Instructions to follow =>
The entries need to be copied exactly.

The records =>
· · · · ·

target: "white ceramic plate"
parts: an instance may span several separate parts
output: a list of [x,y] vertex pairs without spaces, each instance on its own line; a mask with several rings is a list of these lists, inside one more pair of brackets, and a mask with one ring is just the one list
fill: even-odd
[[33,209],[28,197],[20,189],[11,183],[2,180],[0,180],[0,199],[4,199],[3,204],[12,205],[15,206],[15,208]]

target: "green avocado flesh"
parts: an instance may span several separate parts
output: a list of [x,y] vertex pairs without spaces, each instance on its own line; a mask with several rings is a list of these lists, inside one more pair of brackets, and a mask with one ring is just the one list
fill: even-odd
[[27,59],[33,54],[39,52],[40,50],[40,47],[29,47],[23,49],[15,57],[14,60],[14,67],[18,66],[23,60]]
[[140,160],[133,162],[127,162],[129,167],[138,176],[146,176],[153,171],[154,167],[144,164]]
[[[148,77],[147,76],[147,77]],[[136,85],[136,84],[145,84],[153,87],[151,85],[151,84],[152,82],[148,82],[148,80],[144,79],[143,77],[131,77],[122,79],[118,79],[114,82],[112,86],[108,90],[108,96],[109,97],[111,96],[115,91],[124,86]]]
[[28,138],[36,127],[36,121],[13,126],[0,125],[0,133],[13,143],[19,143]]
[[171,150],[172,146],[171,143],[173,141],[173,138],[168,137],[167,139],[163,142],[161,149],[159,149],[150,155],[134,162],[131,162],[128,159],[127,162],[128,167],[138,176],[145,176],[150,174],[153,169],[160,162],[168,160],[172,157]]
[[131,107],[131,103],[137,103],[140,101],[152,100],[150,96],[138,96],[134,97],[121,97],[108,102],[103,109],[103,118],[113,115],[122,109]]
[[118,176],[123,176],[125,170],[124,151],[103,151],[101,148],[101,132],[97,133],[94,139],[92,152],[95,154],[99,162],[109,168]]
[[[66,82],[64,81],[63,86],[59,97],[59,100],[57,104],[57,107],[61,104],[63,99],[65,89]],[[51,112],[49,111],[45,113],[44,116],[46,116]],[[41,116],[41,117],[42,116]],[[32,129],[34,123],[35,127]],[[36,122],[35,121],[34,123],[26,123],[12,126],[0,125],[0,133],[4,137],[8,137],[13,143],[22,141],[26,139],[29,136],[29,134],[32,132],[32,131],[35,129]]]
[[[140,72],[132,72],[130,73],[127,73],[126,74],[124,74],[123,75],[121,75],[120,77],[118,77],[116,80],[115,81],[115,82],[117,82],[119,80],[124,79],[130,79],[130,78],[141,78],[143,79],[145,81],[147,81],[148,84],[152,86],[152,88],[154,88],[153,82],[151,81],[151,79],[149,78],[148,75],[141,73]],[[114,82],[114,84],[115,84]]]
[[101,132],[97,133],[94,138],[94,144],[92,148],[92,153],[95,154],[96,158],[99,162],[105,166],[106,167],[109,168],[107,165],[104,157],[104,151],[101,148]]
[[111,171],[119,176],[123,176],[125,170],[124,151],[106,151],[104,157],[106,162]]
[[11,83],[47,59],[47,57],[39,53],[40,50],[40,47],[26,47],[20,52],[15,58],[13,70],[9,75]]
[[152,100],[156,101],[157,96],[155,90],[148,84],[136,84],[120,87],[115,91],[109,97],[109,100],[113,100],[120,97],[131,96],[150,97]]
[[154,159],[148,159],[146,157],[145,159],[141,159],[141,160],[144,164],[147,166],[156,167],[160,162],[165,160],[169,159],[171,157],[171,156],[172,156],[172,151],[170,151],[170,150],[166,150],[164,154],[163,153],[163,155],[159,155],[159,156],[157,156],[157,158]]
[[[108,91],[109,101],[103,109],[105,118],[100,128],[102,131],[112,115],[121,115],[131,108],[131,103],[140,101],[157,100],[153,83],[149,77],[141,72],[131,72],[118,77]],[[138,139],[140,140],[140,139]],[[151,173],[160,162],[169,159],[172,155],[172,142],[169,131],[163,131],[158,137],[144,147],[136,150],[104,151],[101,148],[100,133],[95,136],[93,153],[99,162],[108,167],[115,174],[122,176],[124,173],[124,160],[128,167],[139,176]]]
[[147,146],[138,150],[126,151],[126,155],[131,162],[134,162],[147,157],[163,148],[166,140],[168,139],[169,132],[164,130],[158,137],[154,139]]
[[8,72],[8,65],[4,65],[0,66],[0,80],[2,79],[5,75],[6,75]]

· · · · ·

Expected output =>
target: "white ceramic plate"
parts: an instance may span several separate parts
output: a list of [x,y] vertex pairs without spaces, each instance on its own line; a mask with several rings is a list of these lists, inside one more pair of brackets, and a mask with one ring is just the one list
fill: even-odd
[[33,209],[28,197],[20,189],[11,183],[2,180],[0,180],[0,199],[4,199],[3,204],[12,205],[15,206],[15,208]]

target: "green avocado flesh"
parts: an instance may span several separate parts
output: a list of [x,y] vertex pairs without spaces, each instance on its own line; a mask with several rings is a list of these lists, inside one more pair of brackets, and a mask with one ring is just the one list
fill: even-odd
[[27,59],[33,54],[39,52],[40,50],[40,47],[29,47],[23,49],[15,57],[14,60],[14,67],[18,66],[23,60]]
[[140,160],[133,162],[127,162],[129,167],[138,176],[146,176],[153,171],[154,167],[144,164]]
[[[148,77],[147,76],[147,77]],[[136,85],[136,84],[145,84],[153,87],[151,85],[151,84],[152,82],[148,82],[148,80],[144,79],[143,77],[131,77],[122,79],[118,79],[114,82],[112,86],[108,90],[108,96],[109,97],[111,96],[115,91],[124,86]]]
[[28,138],[36,127],[36,121],[13,126],[0,125],[0,133],[13,143],[19,143]]
[[171,150],[172,146],[171,143],[173,141],[173,138],[168,137],[167,139],[163,142],[161,149],[159,149],[150,155],[134,162],[131,162],[128,159],[127,162],[128,167],[138,176],[145,176],[150,174],[153,169],[160,162],[168,160],[172,157]]
[[131,107],[131,103],[137,103],[140,101],[152,100],[150,96],[138,96],[134,97],[121,97],[108,102],[103,109],[103,118],[113,115],[122,109]]
[[118,176],[123,176],[125,170],[124,151],[103,151],[101,148],[101,132],[97,133],[94,139],[92,152],[95,154],[99,162],[109,168]]
[[[66,82],[64,81],[63,86],[59,97],[59,100],[57,104],[57,107],[61,104],[63,99],[65,89]],[[51,112],[49,111],[45,113],[44,116],[46,116]],[[41,116],[41,117],[42,116]],[[32,129],[34,123],[35,127]],[[36,122],[35,121],[34,123],[26,123],[12,126],[0,125],[0,133],[4,137],[8,137],[13,143],[22,141],[26,139],[29,136],[29,134],[32,132],[32,131],[35,129]]]
[[[140,72],[132,72],[130,73],[127,73],[126,74],[124,74],[123,75],[121,75],[120,77],[118,77],[116,80],[115,81],[115,82],[117,82],[119,80],[124,79],[130,79],[130,78],[141,78],[143,79],[145,81],[147,81],[148,84],[152,86],[152,88],[154,88],[153,82],[151,81],[151,79],[149,78],[148,75],[141,73]],[[114,82],[114,84],[115,84]]]
[[101,132],[97,133],[94,138],[94,144],[92,148],[92,153],[95,154],[96,158],[99,162],[105,166],[106,167],[109,168],[107,165],[104,157],[104,151],[101,148]]
[[111,171],[119,176],[123,176],[125,170],[124,151],[106,151],[104,157],[106,162]]
[[11,83],[47,59],[47,57],[39,53],[40,50],[40,47],[26,47],[20,52],[15,58],[13,70],[9,75]]
[[152,100],[156,101],[157,96],[155,90],[148,84],[136,84],[120,87],[115,91],[109,97],[109,100],[113,100],[120,97],[131,96],[150,97]]
[[154,159],[148,159],[146,157],[145,159],[141,159],[141,160],[144,164],[147,166],[156,167],[160,162],[165,160],[169,159],[171,157],[171,156],[172,156],[172,151],[170,151],[170,150],[166,150],[164,154],[163,153],[163,155],[159,155],[159,156],[157,156],[157,158]]
[[[108,91],[109,101],[103,109],[105,118],[100,128],[102,131],[112,115],[121,115],[131,108],[131,103],[140,101],[157,100],[153,83],[149,77],[141,72],[131,72],[118,77]],[[138,139],[140,140],[140,139]],[[151,173],[160,162],[169,159],[172,155],[172,142],[169,131],[163,131],[158,137],[144,147],[136,150],[104,151],[101,148],[100,133],[95,136],[93,153],[99,162],[108,167],[115,174],[122,176],[124,173],[124,160],[128,167],[139,176]]]
[[147,146],[138,150],[126,151],[126,155],[131,162],[134,162],[147,157],[163,148],[166,140],[168,139],[169,132],[164,130],[158,137],[154,139]]
[[8,72],[8,65],[4,65],[0,66],[0,80],[2,79],[5,75],[6,75]]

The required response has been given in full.